• [Task objective]:
Output all of the entries exactly as they are given.
────────
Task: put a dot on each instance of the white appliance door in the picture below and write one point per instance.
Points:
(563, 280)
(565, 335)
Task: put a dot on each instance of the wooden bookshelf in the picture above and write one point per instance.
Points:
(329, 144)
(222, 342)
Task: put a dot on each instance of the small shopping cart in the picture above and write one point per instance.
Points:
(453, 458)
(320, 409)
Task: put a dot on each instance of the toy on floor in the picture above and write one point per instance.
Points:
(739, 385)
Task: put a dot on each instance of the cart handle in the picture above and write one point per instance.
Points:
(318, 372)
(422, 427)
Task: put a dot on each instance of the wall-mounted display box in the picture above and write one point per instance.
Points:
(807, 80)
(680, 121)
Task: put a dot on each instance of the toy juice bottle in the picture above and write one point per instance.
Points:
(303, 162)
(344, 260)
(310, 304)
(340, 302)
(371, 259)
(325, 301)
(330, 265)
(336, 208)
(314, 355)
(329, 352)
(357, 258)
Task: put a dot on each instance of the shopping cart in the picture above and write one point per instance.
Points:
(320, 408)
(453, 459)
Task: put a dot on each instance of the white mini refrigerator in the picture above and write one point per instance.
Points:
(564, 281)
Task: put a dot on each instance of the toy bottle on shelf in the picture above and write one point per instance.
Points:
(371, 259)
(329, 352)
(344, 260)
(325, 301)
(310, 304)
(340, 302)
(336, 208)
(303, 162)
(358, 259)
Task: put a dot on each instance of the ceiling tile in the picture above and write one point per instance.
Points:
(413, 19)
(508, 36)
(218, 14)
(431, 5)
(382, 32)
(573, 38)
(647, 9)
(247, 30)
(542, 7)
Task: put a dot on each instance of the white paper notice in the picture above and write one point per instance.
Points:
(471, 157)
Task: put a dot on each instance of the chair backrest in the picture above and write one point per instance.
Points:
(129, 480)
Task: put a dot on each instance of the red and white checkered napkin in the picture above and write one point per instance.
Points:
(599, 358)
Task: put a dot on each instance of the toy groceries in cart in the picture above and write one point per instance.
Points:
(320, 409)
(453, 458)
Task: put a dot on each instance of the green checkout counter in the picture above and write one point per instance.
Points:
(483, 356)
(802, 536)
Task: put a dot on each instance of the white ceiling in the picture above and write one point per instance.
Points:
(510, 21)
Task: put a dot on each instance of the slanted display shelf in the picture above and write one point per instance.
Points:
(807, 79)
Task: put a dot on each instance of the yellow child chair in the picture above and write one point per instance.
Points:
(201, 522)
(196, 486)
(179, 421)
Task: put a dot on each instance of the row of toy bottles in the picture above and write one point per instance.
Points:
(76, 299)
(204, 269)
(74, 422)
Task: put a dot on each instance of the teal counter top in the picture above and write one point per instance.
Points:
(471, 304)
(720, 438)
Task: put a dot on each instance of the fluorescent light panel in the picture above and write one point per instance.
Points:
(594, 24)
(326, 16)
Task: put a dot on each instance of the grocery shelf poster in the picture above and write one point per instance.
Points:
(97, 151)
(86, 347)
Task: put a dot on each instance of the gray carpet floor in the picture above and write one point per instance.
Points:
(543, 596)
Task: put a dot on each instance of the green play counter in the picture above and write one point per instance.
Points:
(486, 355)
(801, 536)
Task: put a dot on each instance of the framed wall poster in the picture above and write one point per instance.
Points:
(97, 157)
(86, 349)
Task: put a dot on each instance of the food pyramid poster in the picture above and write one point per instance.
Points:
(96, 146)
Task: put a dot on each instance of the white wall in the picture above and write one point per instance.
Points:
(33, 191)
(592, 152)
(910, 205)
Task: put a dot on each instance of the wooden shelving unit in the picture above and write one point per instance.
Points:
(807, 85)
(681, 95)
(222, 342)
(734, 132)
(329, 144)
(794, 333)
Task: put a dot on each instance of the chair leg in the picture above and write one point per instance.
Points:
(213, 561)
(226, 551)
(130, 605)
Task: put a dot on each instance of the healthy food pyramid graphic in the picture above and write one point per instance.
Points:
────────
• [Result of this task]:
Task: put a dot on each instance of the white appliance door in the picture below and write one point per instance.
Points:
(563, 280)
(565, 335)
Task: put a dot on each instance of the wooden bookshelf in the picture above and write one point per instance.
Points:
(329, 144)
(222, 342)
Task: put a dot on each instance of the small shopping cart in the picture above and write one point per instance.
Points:
(453, 458)
(320, 409)
Task: put a dot on each instance of the toy on floor in the picture above and write one point per instance.
Points:
(739, 385)
Task: put a dot on each instance of the cart handle in the picture above and write one point per instance.
Points:
(318, 372)
(422, 427)
Task: put a dot on each instance of the wall-mounted display box in the picture above and write one point per instance.
Points:
(807, 80)
(680, 121)
Task: put a dot on each instance of the toy juice bottle in the picture above and write one point per instance.
Points:
(303, 162)
(344, 260)
(310, 304)
(340, 302)
(371, 259)
(325, 301)
(330, 265)
(336, 208)
(314, 355)
(329, 352)
(357, 258)
Task: put a dot on each instance of the shopping cart in the picture above and write one point per instance.
Points:
(320, 408)
(453, 459)
Task: put a dot on each instance of the white mini refrigerator in the picture above and write one point per instance.
Points:
(564, 281)
Task: put a dot on each instance of the toy bottle on shelf in the picture above and write one point per instance.
Points:
(371, 259)
(329, 352)
(344, 260)
(325, 301)
(310, 304)
(340, 302)
(336, 208)
(303, 162)
(358, 259)
Task: put a dot on each instance of the ceiling tile in the picture above and write one point per instance.
Points:
(413, 19)
(508, 36)
(218, 14)
(431, 5)
(382, 32)
(573, 38)
(647, 9)
(247, 30)
(542, 7)
Task: put a dot on each instance of the white paper notice in the picture above and write one point per instance.
Points:
(471, 157)
Task: put a dot on each instance of the chair backrest in the picture above and write one point per instance.
Points:
(129, 480)
Task: put a dot on each instance of the red and white checkered napkin in the picture above and write one point per instance.
Points:
(599, 358)
Task: put a dot on each instance of the toy groceries in cart in the picture above and write one point per instance.
Points:
(320, 409)
(453, 458)
Task: put a dot on each instance of the green checkout counter in the picture above and write one point per instance.
Points:
(483, 356)
(802, 536)
Task: put a dot on each instance of the white ceiling in the picture above and write one point per instance.
Points:
(510, 21)
Task: put a dot on each instance of the slanted display shelf in the picture above and write one point per instance.
Points:
(807, 79)
Task: put a dot on each instance of the yellow child chair in the picture above and write one point per instance.
Points:
(201, 522)
(196, 486)
(179, 421)
Task: put a dot on each instance of the row of toy bottles in the picture above and write one point per instance.
Points:
(76, 299)
(204, 269)
(74, 422)
Task: put a dot on each instance of the teal counter top in the picture above and write one point per instance.
Points:
(471, 304)
(720, 438)
Task: put a dot on each instance of the fluorescent light panel in the picture above and write one point per instance.
Points:
(594, 24)
(326, 16)
Task: put a dot on each instance of the grocery shelf poster in the picture above and write one point per instance.
Points:
(97, 151)
(86, 347)
Task: put a dot on each instance of the gray carpet floor in the picture above and write one point per instance.
Points:
(543, 596)
Task: put a dot on each instance of the green play counter in the picture above and write one point per instance.
Points:
(486, 355)
(801, 536)
Task: put a dot on each instance of the framed wall poster in the picture above and write one point per instance.
Points:
(97, 157)
(86, 349)
Task: put a dot on each instance of the food pyramid poster in the picture above and write one point per instance.
Points:
(96, 146)
Task: put a dot on each instance of the white wall in the picture above and write one point per instance.
Points:
(33, 191)
(592, 152)
(910, 205)
Task: put a dot on each instance of the wooden shelving unit in the picture above and write one point per instance.
Points:
(807, 85)
(681, 95)
(222, 342)
(734, 132)
(329, 144)
(794, 333)
Task: put a dot on each instance of the chair leg in the picture above and write one point per instance.
Points:
(213, 561)
(226, 551)
(130, 605)
Task: put a dot on each instance of the healthy food pyramid graphic in the picture above and write one point per instance.
Points:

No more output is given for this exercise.